--- TASK BRIEF ---
Please give the data below again in full, exactly as it stands.

--- SUPPLIED INFORMATION ---

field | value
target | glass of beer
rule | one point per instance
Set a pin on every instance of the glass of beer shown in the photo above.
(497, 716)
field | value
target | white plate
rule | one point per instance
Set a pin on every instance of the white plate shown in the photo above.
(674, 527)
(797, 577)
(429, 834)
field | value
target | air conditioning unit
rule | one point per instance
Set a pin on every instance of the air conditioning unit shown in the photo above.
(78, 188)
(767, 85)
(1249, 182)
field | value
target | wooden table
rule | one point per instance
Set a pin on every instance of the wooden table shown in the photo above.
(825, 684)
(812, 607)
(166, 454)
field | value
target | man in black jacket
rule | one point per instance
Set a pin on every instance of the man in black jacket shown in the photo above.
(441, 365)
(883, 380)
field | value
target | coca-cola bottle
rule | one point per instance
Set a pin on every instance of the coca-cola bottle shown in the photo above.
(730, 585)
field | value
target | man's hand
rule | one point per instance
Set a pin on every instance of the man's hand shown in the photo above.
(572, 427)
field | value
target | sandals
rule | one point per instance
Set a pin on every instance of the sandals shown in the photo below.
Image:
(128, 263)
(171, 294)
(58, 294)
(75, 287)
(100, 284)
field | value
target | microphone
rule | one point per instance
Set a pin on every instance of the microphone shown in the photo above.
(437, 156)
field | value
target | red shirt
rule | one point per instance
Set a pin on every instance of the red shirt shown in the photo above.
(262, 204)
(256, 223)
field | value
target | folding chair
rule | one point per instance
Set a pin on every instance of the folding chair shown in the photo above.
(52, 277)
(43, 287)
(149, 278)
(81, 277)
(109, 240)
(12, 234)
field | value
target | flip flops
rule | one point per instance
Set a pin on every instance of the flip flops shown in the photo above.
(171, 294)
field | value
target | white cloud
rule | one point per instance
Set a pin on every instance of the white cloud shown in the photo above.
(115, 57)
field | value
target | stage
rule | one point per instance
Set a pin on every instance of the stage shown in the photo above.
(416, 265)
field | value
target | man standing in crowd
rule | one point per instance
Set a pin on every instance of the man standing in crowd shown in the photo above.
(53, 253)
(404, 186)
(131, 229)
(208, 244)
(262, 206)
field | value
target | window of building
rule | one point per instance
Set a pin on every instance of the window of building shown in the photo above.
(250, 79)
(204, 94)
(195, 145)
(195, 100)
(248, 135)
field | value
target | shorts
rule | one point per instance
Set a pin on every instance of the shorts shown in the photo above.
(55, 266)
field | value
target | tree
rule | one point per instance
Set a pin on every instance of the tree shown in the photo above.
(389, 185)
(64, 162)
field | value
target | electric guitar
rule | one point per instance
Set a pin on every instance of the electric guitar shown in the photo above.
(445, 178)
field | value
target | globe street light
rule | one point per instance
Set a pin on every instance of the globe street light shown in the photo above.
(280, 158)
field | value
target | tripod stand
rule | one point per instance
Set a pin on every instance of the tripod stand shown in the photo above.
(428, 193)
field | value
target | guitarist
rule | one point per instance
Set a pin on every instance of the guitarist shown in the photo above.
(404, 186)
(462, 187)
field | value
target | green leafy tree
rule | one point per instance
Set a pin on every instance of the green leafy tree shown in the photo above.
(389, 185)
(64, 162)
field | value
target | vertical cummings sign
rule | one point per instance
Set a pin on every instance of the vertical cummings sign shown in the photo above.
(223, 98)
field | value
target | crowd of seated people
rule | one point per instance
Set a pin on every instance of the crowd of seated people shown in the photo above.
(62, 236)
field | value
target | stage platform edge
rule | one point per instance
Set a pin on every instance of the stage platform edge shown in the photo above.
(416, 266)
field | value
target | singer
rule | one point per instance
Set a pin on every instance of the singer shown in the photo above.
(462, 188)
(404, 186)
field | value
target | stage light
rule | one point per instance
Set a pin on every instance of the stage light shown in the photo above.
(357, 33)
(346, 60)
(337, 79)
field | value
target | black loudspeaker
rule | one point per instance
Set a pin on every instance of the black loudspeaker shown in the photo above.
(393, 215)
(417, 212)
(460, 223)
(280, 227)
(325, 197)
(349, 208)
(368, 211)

--- EXERCISE SOLUTION ---
field | value
target | glass of beer
rule | one point per instance
Set a pin on every instance of the glass of beer shown in the photo above.
(497, 716)
field | value
target | white plate
rule | one point per instance
Set a pin on every instance of the white plate shown in the photo above.
(674, 527)
(797, 577)
(429, 834)
field | value
target | air conditioning unit
rule | one point per instance
Set a pin on every instance of the air conditioning unit shown in the photo above.
(78, 188)
(767, 85)
(1249, 182)
field | value
target | wooden table
rule | one point per instance
Set a pin on every instance of the wooden table shown in the photo above.
(825, 684)
(812, 607)
(166, 454)
field | value
target | man in black jacket
rule | one point per instance
Set a pin on every instance of the man in black jacket shown in the photo above.
(441, 365)
(883, 380)
field | value
target | coca-cola bottle
rule | one point per instance
Set a pin on every instance of the coca-cola bottle shown in the photo above.
(730, 585)
field | value
target | man's hand
rule | one point per instance
Set a pin on every instance of the man's hand shown in the photo above.
(572, 427)
field | value
target | sandals
rule | one point per instance
Set a pin on every instance of the sandals shown in the photo below.
Image:
(128, 263)
(171, 294)
(58, 294)
(75, 287)
(100, 284)
field | value
target | microphone
rule | one point per instance
Set a pin on every instance of the microphone shown in the photo above.
(437, 156)
field | value
target | red shirt
rule | one point per instance
Set a pin on every instance of the red shirt shown in the photo above.
(262, 204)
(256, 223)
field | value
target | folding chair
rule | one point per instance
Set a pin on every instance of the folding chair shown in the photo above.
(52, 277)
(43, 287)
(149, 278)
(81, 277)
(109, 240)
(12, 234)
field | value
target | flip flops
rule | one point per instance
Set a pin on every instance of the flip flops shown in the photo above.
(171, 294)
field | value
target | white cloud
rule | one point per instance
Set a pin on every instance of the white cloud shown in the photo above.
(115, 57)
field | value
target | stage
rule | one point per instance
Set a pin on every instance of the stage shown in the photo above.
(416, 265)
field | value
target | man standing in crowd
rule | one point per instance
Set a pin on every instance of the man standing in crowd shown in the photo above.
(53, 253)
(404, 186)
(131, 229)
(208, 244)
(262, 206)
field | value
target | window of building
rule | one point per instance
Set a pin on every instance of the window of building shown in the photo above.
(250, 79)
(204, 94)
(195, 145)
(195, 100)
(248, 135)
field | value
target | shorts
rule | one point per instance
Set a pin on every instance of the shorts shown in the photo above.
(55, 266)
field | value
target | tree
rule | one point per instance
Set a pin on every instance of the tree shown in the photo above.
(389, 185)
(64, 162)
field | value
target | electric guitar
rule | one point per instance
Set a pin on every instance of the electric guitar shown in the photo above.
(445, 178)
field | value
target | globe street light
rule | one point per instance
Set a pin on every instance of the globe street light shown in the photo above.
(280, 158)
field | value
target | tripod stand
rule | one point per instance
Set a pin on every instance of the tripod stand shown in the photo above.
(428, 193)
field | value
target | guitarist
rule | one point per instance
Set a pin on every instance of the guitarist shown in the photo above.
(404, 186)
(462, 187)
field | value
target | green leafy tree
rule | one point per instance
Set a pin on every instance of the green leafy tree shown in the photo above.
(389, 185)
(64, 162)
field | value
target | vertical cummings sign
rule | one point per instance
Set a pin on every instance of the vertical cummings sign shown in the photo above.
(223, 98)
field | value
target | crowd of seated people
rule | one point per instance
Set a pin on every instance of the crowd of seated people shown in the photo above.
(62, 236)
field | value
target | stage platform edge
rule | one point per instance
Set a pin on every instance of the stage platform edge shown in the photo above.
(416, 266)
field | value
target | singer
rule | one point per instance
Set a pin on every instance of the singer shown in the photo above.
(462, 188)
(404, 186)
field | value
target | stage light
rule | one point per instance
Set a pin on every instance of the stage light shown in the photo above.
(357, 33)
(346, 60)
(337, 79)
field | value
target | black loudspeaker
rule | one point per instance
Set a pin on every instance of the black loudspeaker shown in the photo above.
(393, 215)
(417, 212)
(460, 223)
(280, 227)
(325, 197)
(349, 208)
(368, 211)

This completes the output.